## start

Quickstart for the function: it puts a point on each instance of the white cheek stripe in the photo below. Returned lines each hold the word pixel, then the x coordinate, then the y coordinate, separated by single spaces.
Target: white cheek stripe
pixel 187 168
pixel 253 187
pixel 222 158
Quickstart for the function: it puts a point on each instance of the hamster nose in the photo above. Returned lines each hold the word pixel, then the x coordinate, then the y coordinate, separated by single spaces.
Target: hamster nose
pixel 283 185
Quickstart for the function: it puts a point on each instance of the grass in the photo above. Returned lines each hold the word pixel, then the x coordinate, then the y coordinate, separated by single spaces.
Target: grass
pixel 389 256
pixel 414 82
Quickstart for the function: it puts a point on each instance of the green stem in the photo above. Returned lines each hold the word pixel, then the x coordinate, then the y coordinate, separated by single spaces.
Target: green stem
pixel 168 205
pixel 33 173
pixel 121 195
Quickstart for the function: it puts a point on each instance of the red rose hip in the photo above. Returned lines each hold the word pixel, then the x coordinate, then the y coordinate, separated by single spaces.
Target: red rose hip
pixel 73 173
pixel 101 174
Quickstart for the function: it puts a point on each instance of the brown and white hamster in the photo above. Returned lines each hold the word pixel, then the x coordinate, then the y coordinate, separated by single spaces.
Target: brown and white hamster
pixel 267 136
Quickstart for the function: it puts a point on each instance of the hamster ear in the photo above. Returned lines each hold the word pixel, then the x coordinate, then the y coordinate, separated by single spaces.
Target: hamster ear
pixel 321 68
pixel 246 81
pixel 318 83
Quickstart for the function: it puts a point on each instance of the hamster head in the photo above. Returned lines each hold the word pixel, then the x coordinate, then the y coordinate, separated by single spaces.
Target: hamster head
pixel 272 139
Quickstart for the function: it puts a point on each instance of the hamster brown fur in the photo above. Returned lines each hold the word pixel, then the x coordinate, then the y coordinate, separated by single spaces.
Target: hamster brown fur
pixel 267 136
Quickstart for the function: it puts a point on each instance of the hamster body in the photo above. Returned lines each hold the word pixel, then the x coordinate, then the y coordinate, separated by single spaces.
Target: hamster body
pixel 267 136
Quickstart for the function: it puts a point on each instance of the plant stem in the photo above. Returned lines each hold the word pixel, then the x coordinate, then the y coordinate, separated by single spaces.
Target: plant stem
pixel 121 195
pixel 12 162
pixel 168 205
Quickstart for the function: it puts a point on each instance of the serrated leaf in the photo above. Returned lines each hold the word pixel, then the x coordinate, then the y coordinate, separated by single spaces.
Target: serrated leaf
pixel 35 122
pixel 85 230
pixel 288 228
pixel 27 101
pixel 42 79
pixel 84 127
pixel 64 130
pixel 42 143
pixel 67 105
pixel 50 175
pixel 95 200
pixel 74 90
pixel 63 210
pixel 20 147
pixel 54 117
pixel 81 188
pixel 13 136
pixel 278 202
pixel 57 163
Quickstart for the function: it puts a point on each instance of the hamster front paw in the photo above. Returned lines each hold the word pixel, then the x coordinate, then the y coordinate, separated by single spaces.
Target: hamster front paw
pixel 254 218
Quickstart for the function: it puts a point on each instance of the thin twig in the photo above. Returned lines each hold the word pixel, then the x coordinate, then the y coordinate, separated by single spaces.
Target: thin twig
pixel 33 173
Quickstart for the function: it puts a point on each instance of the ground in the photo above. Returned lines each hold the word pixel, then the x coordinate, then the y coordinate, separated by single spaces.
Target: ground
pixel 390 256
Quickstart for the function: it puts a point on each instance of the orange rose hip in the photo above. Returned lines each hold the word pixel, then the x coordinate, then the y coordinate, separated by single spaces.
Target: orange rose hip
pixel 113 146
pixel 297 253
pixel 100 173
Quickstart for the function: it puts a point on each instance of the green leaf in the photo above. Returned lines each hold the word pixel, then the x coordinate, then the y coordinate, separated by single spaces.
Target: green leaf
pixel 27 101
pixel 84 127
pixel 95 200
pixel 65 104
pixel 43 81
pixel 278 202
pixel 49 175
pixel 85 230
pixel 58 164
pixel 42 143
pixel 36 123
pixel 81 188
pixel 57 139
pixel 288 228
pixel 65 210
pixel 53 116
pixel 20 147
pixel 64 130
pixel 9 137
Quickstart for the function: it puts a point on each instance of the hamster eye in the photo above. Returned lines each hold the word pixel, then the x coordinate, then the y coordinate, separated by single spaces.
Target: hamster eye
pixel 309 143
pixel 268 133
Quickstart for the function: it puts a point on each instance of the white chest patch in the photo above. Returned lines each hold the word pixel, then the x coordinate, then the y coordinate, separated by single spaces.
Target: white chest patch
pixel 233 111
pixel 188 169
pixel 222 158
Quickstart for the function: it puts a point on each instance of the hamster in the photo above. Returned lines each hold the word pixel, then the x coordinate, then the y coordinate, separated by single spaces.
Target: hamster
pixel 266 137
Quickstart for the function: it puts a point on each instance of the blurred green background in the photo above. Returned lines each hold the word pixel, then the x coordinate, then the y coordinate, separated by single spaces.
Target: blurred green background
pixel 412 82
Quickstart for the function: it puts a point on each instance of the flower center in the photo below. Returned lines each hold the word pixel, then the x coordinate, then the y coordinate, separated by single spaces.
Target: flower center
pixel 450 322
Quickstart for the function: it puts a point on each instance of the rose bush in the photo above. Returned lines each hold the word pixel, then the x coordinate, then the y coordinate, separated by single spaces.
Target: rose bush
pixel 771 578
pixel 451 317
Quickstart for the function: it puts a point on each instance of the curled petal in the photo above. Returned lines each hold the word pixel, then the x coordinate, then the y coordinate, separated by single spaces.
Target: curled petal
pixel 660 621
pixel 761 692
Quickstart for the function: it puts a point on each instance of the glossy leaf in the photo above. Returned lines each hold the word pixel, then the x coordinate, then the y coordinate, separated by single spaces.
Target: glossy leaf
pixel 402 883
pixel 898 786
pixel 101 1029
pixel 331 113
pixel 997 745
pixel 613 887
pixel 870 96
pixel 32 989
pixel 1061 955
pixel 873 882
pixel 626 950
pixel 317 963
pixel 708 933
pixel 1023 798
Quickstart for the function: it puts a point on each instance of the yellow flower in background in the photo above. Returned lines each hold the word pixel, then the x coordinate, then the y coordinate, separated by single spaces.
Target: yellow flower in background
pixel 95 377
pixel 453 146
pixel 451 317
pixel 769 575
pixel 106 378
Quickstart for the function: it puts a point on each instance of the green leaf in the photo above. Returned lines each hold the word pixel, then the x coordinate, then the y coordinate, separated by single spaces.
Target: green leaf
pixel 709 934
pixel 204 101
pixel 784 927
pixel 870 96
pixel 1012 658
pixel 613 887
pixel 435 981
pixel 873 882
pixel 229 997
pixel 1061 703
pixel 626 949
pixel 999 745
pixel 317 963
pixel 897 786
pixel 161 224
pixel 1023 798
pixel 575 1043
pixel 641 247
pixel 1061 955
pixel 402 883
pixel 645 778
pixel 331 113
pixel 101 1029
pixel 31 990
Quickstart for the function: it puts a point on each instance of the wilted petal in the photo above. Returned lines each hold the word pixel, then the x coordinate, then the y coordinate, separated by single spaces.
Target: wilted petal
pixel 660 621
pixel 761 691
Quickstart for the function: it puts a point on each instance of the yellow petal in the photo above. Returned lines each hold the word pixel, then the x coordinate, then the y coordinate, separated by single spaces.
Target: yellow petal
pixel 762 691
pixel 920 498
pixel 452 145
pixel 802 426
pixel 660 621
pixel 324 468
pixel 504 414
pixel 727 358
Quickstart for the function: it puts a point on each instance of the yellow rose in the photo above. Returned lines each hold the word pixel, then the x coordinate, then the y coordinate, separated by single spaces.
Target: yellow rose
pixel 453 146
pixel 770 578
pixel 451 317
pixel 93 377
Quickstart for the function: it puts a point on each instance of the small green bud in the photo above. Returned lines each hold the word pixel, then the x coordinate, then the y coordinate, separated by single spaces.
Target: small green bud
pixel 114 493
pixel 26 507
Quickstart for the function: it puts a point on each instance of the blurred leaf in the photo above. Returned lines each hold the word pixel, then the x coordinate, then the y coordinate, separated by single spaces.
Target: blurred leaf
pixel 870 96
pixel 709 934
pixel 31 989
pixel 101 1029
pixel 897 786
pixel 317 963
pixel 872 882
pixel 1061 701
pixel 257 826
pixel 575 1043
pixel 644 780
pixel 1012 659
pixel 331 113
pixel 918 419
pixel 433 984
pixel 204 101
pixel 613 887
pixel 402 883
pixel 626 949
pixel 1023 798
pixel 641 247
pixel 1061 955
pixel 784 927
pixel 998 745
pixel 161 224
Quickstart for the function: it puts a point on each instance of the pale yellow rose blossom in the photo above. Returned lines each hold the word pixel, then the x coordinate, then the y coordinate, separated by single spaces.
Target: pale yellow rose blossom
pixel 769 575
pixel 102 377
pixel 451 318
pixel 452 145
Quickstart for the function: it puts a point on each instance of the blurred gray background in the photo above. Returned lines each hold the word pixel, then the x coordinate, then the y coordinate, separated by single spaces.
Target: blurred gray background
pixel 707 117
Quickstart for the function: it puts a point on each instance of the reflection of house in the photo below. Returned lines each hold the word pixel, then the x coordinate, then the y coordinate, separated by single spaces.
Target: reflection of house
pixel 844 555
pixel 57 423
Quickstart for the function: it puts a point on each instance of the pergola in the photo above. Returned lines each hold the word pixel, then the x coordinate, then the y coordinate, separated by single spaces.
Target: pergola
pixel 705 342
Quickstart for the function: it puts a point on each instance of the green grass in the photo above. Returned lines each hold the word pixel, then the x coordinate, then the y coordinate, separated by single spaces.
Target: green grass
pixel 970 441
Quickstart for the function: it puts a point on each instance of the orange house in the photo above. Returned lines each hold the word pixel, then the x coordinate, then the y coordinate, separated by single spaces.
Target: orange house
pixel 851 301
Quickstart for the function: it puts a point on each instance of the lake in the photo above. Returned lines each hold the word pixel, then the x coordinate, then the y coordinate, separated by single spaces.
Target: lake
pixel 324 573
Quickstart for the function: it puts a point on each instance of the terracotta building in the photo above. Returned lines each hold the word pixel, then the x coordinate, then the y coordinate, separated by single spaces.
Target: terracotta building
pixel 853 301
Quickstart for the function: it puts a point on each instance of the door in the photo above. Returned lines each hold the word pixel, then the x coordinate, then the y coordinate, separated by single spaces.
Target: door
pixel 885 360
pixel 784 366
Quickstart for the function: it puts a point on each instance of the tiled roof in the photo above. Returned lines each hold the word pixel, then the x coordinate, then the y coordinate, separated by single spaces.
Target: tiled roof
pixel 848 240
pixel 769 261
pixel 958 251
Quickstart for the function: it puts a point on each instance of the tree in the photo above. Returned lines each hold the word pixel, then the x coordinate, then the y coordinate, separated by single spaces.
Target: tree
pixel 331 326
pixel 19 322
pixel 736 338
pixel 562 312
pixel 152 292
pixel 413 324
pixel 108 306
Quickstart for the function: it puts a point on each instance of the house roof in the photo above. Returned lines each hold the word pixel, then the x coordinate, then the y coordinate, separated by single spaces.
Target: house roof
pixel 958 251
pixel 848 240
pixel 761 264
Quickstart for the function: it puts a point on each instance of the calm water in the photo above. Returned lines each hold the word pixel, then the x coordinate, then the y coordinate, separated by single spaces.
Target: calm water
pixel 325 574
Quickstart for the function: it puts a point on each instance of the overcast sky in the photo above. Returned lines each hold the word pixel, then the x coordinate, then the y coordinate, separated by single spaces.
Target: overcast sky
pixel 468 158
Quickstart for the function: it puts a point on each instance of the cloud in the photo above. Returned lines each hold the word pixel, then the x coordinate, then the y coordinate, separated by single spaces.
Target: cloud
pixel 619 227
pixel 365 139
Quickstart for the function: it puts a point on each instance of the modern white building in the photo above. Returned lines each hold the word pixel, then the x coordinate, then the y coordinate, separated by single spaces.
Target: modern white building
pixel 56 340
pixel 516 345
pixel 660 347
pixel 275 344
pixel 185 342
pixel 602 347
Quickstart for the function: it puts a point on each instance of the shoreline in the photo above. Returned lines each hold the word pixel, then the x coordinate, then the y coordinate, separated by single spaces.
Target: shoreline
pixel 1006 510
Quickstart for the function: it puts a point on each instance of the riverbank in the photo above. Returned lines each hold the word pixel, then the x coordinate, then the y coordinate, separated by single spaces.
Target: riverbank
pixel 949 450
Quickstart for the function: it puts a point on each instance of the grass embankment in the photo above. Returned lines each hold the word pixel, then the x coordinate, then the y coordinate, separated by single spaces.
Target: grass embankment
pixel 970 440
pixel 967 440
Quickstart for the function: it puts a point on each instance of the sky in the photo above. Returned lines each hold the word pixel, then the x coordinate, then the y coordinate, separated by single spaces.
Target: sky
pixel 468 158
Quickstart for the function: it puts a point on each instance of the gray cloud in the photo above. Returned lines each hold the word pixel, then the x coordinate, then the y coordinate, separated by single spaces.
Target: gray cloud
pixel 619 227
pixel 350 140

## end

● EXERCISE GOAL
Take the line with "of the flower" and every line after it through the line with "pixel 450 322", and rewrite them as a JSON list of strings with one string per line, leaving out blank lines.

● IN RESPONSE
[
  "Quickstart for the function: it puts a point on each instance of the flower center in the photo below. Returned lines each hold the word pixel, then the x coordinate, then the y coordinate, separated by single spaces.",
  "Target: flower center",
  "pixel 450 322"
]